- Text section:
──────────

Your suggestion of fitting a smaller transformer would IMO be your best bet, a 3kva would be adequate with the least chance of tripping the site circuit breaker.

My suggestion is one of these

http://www.airlinktransformers.com/stepupstepdown-transformers.asp


----------



## shortcircuit (Mar 19, 2006)

You could fit a type D MCB in your consumer unit in the RV, however as Jim has said earlier on, if the hook-up is a type C, then you would be no further forward.

A smaller transformer may be the solution.


----------



## LC1962 (Oct 6, 2005)

Jim is right...your transformer is way too big.
We had a similar problem a while back, you really need to downsize.
Call and speak to Airlink, they are extremely helpful.
Cheers
Linda


----------



## aultymer (Jun 20, 2006)

*Trips*

Please get a qualified electrician to check you rig, in spite of all the well intentioned advice. After all who advised a 7 Kva transformer?
Are you really surprised that site wardens are 'grumpy' when you appear with a rig which you know will lift the breakers and then proceed to connect up anyway?
Please get it sorted just in case I am the next person to meet the overworked and possibly (unpaid) volunteer warden.
Sorry if this contributes nothing to your fixing the problem but sometimes we all have to seek professional help. The cost of this is miniscule compared to the cost of a motorhome or the cost of a fire.


----------



## speedfreak (Sep 11, 2005)

──────────

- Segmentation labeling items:
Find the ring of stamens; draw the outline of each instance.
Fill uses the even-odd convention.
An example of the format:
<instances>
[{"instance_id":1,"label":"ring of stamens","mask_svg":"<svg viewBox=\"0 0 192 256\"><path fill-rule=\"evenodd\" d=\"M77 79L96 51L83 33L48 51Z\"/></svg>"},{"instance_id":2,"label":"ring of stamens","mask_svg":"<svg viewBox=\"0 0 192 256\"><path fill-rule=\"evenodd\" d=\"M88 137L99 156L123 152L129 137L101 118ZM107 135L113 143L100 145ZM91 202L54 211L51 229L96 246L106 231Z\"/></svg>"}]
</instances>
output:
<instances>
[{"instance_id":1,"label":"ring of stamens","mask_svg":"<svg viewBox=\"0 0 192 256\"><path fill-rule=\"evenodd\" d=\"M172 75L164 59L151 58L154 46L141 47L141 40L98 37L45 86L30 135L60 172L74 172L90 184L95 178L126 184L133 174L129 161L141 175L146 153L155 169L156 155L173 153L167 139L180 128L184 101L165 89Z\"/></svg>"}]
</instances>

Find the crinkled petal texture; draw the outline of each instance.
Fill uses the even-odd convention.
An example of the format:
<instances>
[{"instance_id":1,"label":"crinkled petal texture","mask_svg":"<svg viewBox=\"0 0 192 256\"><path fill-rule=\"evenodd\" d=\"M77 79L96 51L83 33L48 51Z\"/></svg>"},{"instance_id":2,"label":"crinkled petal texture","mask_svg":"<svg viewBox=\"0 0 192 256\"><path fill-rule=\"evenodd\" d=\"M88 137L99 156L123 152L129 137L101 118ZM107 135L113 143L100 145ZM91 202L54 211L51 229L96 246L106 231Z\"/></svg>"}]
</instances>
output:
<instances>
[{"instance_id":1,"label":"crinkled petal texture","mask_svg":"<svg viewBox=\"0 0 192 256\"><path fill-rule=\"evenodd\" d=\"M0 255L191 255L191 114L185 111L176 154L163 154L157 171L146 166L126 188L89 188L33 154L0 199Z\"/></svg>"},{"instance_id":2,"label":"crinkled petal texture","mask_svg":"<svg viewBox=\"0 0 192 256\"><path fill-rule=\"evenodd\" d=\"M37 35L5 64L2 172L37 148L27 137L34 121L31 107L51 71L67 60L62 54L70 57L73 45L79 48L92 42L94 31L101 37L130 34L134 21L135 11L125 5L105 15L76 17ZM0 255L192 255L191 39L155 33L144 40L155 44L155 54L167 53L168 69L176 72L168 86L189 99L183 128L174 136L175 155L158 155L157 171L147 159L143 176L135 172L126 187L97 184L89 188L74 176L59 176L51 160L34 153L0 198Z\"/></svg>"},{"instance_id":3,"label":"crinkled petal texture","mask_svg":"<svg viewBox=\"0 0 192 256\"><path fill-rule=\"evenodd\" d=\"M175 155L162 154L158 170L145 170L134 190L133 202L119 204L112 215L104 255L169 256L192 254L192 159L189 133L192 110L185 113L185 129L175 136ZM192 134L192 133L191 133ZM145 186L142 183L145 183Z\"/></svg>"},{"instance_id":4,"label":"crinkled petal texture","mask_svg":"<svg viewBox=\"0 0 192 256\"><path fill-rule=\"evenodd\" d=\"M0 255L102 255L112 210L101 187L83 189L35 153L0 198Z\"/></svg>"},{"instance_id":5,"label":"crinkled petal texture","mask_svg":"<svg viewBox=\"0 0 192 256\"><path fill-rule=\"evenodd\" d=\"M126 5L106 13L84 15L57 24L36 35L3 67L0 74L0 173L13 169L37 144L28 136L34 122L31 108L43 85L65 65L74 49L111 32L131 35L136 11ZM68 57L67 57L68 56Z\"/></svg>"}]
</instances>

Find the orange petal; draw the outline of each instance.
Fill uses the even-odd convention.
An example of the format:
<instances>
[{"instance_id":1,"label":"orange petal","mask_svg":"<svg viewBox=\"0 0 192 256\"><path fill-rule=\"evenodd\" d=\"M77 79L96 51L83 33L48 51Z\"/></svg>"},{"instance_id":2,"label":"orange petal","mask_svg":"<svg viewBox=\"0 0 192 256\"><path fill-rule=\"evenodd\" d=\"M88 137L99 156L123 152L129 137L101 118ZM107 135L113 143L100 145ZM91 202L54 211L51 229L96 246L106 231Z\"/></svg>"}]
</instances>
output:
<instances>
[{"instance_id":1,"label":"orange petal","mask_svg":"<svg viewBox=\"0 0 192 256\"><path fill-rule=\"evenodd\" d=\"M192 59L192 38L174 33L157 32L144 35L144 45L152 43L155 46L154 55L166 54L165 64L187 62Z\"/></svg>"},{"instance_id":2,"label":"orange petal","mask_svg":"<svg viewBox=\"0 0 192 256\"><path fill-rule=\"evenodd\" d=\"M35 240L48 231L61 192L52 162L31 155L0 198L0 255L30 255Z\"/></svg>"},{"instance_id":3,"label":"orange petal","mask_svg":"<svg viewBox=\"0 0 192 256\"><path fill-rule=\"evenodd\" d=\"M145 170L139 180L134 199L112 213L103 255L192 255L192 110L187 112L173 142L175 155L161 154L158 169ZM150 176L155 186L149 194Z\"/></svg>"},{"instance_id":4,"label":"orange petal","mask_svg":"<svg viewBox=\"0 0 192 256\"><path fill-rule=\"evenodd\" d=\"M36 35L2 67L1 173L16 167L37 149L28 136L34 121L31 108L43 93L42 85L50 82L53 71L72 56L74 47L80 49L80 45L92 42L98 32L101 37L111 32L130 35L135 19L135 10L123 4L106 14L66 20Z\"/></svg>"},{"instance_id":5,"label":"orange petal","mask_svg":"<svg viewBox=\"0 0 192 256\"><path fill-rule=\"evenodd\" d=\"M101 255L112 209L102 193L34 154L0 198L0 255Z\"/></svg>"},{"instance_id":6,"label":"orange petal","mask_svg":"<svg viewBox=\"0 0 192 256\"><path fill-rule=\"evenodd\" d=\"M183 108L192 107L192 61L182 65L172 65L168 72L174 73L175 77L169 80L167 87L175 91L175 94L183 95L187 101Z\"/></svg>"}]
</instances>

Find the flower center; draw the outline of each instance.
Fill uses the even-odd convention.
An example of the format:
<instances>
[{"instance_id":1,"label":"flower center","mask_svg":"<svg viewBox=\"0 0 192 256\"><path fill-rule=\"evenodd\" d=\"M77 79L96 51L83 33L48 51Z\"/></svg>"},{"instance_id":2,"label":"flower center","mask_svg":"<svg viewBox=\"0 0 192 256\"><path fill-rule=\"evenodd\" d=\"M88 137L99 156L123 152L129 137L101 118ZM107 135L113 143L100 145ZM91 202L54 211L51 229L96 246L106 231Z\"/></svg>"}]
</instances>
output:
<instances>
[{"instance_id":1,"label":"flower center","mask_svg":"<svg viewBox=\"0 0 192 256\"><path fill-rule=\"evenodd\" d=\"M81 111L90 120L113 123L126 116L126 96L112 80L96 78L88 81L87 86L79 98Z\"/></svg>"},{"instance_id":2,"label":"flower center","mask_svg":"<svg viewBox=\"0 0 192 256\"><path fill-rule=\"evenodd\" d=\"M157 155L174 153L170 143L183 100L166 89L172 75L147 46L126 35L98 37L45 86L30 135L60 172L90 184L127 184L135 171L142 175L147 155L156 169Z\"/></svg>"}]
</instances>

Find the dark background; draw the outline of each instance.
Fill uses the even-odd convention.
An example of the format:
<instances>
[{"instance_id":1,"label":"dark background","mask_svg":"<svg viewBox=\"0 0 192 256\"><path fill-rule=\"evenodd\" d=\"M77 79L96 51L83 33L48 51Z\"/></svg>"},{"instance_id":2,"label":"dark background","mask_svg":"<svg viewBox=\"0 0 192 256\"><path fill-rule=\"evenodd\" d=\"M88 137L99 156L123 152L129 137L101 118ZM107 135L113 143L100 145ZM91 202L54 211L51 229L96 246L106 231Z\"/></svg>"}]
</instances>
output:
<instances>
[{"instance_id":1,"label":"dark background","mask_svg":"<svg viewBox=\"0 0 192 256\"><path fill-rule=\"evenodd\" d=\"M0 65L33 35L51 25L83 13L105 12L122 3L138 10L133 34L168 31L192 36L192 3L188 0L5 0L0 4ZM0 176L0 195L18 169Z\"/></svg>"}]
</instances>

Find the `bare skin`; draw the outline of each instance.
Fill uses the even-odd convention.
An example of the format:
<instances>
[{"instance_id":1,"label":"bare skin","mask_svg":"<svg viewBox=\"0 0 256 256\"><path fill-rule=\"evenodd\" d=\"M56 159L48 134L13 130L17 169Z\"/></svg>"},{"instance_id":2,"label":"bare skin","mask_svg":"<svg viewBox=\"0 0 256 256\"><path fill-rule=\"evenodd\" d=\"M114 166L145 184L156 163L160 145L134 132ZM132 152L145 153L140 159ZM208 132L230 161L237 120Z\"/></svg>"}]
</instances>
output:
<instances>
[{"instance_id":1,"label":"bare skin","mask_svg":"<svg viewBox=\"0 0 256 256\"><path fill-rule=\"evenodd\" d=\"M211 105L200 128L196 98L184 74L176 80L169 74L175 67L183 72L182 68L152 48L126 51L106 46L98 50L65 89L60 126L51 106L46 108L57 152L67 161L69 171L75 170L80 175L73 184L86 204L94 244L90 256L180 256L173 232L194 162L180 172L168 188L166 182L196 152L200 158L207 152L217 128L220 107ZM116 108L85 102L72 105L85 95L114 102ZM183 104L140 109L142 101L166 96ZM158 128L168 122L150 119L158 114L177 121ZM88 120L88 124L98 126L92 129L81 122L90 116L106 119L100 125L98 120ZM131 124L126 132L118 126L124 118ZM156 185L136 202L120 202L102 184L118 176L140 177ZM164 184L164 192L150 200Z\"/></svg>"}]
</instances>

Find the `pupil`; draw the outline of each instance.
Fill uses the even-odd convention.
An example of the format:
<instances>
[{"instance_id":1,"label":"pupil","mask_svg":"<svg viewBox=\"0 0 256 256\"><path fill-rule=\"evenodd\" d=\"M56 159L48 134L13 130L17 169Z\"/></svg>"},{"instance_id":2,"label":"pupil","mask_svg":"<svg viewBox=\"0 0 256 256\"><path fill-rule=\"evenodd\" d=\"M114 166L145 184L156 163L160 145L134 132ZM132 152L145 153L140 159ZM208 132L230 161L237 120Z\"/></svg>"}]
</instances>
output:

──────────

- Directions: Duplicate the portion of the forum thread that starts at "You could fit" and ends at "way too big.". These records have no connection to the forum thread.

- Exercise response:
You could fit a type D MCB in your consumer unit in the RV, however as Jim has said earlier on, if the hook-up is a type C, then you would be no further forward.

A smaller transformer may be the solution.


----------



## LC1962 (Oct 6, 2005)

Jim is right...your transformer is way too big.